**PROBLEM A:**
Decide whether each statement about the JAGS regression assignment agrees with the text: (i) the second model is a logistic regression; (ii) both models include random slopes of frequency for each word; (iii) the RT column gives reaction times in plain milliseconds. Answer yes or no for each and quote the deciding words.
**PROBLEM B:**
In the JAGS regression assignment, which corpus supplies the word occurrence counts behind the Frequency column?
**PROBLEM C:**
Please carry the JAGS regression assignment forward, picking up right after its last sentence.
Start of DOCUMENT SEGMENT
In this assignment, you’ll be building and evaluating two mixed-effects regression models with MCMC in JAGS. The primary object of interest will be the effect of word frequency on two measures from a lexical decision task: (1) reaction times and (2) correctness. The first model will assume that (log) reaction times are normally distributed (i.e., linear regression) and the second model will assume that whether or not a trial is correct is distributed according to a Bernoulli distribution and that the regression model is in log-odds space (i.e., logistic regression). Both models should assume random intercepts for each subject and for each word and also random slopes of frequency for each subject. (Random slopes of frequency for each word would not make sense, since a given word cannot vary in frequency.) The main goal is to use 95% central posterior intervals to describe the likely size of the effects of frequency on RTs and on responding correctly.
You’ll turn in both your R script (that I can run) and a pdf write-up.
You will analyze the lexdec
dataset from the languageR
package that we’ve been using in class. The dependent measures will be the RT
column (which is the natural log of the number of milliseconds) and (an appropriately transformed version of) the Correct column, your independent measure will be (a centered version of) the Frequency column (which is the natural log of the word’s number of occurrences in the CELEX corpus), and the relevant grouping variables for the random effects are the Subject and Word columns.
End of DOCUMENT SEGMENT
Start of RECORDS SUPPLIED
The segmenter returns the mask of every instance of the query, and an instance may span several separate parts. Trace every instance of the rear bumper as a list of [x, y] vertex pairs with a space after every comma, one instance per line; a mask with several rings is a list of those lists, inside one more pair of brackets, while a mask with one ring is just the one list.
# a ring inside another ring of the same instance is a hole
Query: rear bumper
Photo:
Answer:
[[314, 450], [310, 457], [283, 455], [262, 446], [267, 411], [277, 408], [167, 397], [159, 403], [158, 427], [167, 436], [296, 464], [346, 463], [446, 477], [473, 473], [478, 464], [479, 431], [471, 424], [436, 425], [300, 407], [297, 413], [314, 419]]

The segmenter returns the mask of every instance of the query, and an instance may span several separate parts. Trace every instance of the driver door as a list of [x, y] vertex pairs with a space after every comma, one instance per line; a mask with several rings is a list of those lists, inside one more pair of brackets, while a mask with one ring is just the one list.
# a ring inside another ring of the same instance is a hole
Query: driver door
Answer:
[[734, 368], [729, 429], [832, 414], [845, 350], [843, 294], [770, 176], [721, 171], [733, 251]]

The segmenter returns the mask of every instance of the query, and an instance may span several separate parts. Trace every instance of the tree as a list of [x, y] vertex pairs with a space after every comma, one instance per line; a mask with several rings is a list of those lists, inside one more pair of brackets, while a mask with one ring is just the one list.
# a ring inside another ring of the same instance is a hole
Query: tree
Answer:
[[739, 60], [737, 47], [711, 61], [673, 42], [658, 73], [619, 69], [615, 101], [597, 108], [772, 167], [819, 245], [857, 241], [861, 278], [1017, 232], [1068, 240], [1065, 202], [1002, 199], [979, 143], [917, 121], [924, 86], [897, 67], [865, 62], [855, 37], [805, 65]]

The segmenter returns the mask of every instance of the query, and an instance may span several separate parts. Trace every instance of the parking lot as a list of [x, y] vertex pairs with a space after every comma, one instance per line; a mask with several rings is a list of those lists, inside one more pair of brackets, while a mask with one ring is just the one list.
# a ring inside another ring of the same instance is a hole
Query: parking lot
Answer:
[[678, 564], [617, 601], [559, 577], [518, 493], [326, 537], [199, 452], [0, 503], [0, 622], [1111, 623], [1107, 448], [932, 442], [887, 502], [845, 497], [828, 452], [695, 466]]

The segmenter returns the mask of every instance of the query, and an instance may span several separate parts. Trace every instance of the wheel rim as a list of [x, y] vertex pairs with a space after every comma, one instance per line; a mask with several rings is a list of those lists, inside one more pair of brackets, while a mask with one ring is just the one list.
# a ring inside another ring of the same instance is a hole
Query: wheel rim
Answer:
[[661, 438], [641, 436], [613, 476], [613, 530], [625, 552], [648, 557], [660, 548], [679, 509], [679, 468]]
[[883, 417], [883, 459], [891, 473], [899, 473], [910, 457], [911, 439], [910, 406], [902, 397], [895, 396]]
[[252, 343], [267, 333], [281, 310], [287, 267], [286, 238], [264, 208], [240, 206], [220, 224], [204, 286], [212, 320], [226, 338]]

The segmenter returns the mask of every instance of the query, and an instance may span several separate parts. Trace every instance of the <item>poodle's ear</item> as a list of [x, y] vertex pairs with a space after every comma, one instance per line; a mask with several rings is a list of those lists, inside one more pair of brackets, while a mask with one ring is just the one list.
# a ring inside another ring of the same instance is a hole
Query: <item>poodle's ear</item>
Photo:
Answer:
End of RECORDS SUPPLIED
**RESPONSE A:**
(i) Yes: "the regression model is in log-odds space (i.e., logistic regression)"
(ii) No: "Random slopes of frequency for each word would not make sense, since a given word cannot vary in frequency."
(iii) No: "which is the natural log of the number of milliseconds"

**RESPONSE B:**
The CELEX corpus.

**RESPONSE C:**
You should use as many iterations of MCMC as necessary to ensure that R-hats for all unknown variables (including the multivariate R-hat) are below 1.05, but use a minimum of at least 1000 iterations. Because 1000 iterations of MCMC could take a while (up to 15 minutes or so) in a complex model like this, you’ll probably want to use a smaller number of iterations while developing your code. (A warning: if you find yourself needing to go above 15,000 iterations for this problem, that very likely indicates something is wrong with your code.)
For each model, you should use four chains, and ensure that you initialize every unknown variable in the chains, the chains’ random seeds, and the R random seed, to maximize reproducibility. Because a priori when making regression models, you don’t usually know much about the parameter space, one recommendation is to initialize parameters that can take positive or negative values (such as betas) to values between -1 and 1 and to initialize parameters that must be positive (such as standard deviations) to values distributed approximately uniformly between 0.1 and 1. Try to set these values relatively independently, such that no one chain has all of its standard deviations extremely low, etc.
JAGS will do some tricks to speed up sampling in regression models if you run the command load.module("glm")
at some point in your code before you call jags.model()
. For these models to converge in a reasonable amount of time, these tricks are essential.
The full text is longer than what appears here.